## YOUR INSTRUCTIONS
Lines with the word "query" are the answer; copy each of them from the data below.

## Point-per-instance localization data
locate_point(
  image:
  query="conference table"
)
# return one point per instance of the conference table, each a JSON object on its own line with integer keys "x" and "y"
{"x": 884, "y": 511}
* * *
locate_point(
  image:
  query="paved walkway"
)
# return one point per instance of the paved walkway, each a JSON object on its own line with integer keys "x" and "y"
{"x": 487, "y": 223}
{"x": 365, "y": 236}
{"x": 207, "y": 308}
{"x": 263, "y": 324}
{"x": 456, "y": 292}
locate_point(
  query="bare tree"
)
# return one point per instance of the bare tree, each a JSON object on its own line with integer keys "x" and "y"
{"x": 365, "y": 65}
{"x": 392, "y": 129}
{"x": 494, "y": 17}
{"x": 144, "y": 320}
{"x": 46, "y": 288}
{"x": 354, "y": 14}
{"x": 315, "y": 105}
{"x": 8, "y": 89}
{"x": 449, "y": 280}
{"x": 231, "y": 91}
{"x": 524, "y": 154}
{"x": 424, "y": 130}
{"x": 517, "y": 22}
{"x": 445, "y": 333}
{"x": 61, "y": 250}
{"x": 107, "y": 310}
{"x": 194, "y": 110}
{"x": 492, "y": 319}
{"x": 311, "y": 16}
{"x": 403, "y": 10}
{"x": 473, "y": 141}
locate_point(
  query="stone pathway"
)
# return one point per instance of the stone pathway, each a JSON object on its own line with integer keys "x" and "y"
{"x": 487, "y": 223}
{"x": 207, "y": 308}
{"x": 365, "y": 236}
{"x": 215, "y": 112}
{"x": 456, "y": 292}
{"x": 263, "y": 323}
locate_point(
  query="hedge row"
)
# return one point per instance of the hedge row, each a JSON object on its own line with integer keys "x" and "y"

## RESPONSE
  query="conference table"
  query="paved walkway"
  query="bare tree"
  query="stone pathway"
  query="hedge row"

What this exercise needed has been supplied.